Data for the task Block Start

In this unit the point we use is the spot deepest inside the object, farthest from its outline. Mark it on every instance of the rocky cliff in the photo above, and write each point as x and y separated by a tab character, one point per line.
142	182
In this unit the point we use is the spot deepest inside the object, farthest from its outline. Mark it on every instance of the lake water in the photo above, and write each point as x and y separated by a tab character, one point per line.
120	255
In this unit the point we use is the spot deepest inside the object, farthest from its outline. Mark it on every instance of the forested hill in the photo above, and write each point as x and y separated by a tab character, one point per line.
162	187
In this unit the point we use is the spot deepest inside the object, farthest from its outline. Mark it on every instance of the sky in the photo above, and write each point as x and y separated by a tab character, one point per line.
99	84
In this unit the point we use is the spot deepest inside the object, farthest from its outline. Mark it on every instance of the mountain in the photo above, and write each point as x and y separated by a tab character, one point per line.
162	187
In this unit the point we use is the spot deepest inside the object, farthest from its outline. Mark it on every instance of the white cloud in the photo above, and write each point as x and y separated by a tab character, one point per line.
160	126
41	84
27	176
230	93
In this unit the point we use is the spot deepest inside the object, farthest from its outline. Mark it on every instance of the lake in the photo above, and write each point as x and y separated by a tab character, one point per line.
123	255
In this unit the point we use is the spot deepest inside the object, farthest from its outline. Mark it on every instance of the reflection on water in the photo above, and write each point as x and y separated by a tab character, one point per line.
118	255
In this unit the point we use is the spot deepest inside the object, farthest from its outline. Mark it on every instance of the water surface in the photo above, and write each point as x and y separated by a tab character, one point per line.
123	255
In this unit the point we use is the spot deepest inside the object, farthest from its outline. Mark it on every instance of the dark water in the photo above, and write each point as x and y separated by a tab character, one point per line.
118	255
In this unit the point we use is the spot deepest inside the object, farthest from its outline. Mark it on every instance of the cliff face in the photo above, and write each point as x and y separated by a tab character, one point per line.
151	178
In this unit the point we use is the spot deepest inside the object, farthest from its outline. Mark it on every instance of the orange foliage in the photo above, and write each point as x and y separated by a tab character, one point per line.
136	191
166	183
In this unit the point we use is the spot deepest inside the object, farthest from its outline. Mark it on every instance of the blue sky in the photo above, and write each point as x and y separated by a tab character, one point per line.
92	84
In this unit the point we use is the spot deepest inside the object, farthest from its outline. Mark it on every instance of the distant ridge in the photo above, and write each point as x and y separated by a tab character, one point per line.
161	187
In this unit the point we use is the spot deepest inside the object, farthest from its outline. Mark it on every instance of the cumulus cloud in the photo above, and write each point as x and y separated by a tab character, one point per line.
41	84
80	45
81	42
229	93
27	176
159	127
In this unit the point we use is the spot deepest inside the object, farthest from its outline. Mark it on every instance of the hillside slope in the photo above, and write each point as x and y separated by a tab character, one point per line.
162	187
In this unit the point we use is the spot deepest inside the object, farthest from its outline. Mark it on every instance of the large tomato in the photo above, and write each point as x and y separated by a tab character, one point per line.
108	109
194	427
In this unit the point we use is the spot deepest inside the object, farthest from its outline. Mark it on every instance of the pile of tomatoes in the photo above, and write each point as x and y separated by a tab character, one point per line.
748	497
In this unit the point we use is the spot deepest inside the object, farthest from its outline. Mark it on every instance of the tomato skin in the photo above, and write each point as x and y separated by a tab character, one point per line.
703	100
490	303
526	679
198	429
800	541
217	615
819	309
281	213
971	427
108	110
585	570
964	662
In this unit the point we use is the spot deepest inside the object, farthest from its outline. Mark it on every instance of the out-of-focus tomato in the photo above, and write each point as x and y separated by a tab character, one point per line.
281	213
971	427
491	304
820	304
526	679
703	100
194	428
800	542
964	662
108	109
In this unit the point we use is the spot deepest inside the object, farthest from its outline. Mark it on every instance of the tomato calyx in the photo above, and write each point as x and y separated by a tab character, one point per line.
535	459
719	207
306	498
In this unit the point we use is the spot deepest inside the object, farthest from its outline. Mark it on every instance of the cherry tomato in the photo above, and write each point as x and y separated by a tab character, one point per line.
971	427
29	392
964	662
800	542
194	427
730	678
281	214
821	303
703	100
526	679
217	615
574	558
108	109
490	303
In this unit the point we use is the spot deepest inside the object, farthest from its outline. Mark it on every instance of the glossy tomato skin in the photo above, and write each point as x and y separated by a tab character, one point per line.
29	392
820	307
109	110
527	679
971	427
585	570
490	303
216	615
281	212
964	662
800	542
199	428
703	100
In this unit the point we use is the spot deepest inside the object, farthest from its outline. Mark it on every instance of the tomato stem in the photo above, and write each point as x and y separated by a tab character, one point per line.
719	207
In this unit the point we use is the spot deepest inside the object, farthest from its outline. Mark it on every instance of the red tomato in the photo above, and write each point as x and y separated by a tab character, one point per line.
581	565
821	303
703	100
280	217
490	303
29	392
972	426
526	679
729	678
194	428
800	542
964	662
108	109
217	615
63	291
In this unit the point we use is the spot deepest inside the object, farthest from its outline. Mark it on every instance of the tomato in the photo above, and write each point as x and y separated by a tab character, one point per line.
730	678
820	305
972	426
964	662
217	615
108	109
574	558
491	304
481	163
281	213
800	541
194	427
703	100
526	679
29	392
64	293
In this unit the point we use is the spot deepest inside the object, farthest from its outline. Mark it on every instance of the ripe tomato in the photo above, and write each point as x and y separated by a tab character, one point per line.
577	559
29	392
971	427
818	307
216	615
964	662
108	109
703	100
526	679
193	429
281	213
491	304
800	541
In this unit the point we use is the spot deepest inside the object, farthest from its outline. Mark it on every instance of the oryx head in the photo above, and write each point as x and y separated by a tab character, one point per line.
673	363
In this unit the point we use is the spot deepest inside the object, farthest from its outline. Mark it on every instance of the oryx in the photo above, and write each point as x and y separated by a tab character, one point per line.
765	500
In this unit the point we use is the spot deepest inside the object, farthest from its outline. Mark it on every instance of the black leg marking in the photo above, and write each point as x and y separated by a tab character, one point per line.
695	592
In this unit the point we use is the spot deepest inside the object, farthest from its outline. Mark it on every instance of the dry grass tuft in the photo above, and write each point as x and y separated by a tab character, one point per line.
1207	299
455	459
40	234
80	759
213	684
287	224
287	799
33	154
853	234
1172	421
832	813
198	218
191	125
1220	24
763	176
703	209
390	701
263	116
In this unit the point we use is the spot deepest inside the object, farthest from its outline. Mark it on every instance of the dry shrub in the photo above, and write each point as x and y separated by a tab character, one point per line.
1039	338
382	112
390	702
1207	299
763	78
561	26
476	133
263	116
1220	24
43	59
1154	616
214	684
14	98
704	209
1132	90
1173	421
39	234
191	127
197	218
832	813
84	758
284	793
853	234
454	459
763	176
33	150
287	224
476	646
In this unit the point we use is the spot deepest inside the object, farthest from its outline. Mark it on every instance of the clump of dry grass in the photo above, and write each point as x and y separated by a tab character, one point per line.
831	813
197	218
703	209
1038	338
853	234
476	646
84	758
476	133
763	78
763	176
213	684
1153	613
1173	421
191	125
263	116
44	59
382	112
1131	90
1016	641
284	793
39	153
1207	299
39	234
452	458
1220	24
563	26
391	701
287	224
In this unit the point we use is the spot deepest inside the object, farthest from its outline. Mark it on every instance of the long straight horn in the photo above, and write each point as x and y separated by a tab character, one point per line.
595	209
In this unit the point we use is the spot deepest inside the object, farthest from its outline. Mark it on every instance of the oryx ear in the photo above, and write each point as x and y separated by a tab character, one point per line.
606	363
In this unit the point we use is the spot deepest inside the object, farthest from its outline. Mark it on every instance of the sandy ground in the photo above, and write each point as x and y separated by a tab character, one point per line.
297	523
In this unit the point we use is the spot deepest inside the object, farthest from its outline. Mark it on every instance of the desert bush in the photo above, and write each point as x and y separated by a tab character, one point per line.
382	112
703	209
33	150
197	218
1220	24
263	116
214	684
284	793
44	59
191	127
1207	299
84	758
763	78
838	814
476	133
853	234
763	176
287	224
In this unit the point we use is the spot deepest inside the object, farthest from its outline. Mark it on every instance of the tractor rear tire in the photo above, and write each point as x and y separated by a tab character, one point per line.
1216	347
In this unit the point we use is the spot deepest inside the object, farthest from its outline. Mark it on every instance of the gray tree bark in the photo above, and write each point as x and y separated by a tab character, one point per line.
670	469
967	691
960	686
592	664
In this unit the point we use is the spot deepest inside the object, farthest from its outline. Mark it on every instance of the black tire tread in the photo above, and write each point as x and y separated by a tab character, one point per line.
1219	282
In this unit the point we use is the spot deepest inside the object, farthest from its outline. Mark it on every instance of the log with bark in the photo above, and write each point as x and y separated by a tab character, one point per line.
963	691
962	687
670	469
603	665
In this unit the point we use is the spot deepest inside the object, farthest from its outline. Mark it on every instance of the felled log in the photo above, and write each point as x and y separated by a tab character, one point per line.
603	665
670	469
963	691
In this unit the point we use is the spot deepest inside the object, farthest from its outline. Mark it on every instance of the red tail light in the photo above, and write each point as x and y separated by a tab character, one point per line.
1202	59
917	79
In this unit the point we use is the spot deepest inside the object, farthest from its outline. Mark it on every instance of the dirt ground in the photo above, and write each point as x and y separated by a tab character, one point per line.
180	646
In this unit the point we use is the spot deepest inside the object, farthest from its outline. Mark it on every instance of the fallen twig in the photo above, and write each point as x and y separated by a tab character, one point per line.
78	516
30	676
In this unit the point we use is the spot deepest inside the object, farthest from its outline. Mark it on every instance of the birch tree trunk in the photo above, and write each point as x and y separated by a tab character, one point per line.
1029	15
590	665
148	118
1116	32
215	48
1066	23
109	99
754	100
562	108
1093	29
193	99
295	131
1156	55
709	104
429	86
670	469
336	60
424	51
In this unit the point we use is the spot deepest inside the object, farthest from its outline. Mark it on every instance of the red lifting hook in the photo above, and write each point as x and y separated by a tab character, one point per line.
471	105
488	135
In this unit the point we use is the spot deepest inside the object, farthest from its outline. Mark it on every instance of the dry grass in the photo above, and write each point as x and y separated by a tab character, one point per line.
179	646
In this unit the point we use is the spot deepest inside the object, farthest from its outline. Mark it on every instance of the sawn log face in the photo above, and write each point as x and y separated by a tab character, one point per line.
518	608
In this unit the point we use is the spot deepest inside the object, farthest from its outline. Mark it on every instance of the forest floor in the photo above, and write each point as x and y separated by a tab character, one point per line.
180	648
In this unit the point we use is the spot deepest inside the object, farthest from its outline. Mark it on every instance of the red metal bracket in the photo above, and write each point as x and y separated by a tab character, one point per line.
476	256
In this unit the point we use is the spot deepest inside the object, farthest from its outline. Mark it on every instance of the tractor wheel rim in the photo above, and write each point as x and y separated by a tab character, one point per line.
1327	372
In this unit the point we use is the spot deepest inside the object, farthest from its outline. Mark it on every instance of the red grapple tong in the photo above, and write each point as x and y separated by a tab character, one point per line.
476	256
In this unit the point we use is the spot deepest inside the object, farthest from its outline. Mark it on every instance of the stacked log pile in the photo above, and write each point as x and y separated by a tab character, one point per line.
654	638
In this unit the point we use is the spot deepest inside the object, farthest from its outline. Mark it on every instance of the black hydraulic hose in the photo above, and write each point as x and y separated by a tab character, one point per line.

Data for the task Block End

### Directions for this task
Write out every line, unchanged, from the one containing "the dry grass in" through the closing line of the data.

### Your solution
In this unit the point we use is the spot deepest inside the object, farthest from its outline. Mark it on every instance of the dry grass in the photo above, and write each point as x and y separated by a tab character, one point per line.
179	646
In this unit the point we use is the spot deepest inside the object, farthest from its outline. Mark it on every instance of the sawn log face in the photo above, and write each point as x and y separated by a tab character, one point per line.
518	608
In this unit the point we use is the spot deepest inside the object, farthest from its outline. Mark it on every instance of the forest floor in the photo above, and write each point as x and y separated by a tab character, one point per line.
180	648
In this unit the point we use is the spot deepest inside the object, farthest from its outline. Mark it on every instance of the red metal bracket in the photo above, and write each point as x and y separated by a tab character, one point per line.
476	256
In this unit the point we use is the spot deepest inside the object, farthest from its outline. Mark it on every instance of the tractor wheel rim in the photo above, and write each point as x and y separated by a tab character, one point per line.
1327	372
In this unit the point we use is the spot deepest inside the object, farthest from its outline. Mark it on every instance of the red grapple tong in the photo above, and write each point as x and y separated by a tab character, one point per line.
476	256
In this unit the point we use is the spot deepest inside the object, farthest from its outline. Mark it on every instance of the stacked log pile in the photo above, and write each point as x and y separated by a tab character, one point per line.
654	638
In this unit the point we use is the spot deepest inside the object, farthest from its outline. Mark it on every instance of the black hydraulic hose in the photo above, and write each point as x and y separated by a tab character, one point per line.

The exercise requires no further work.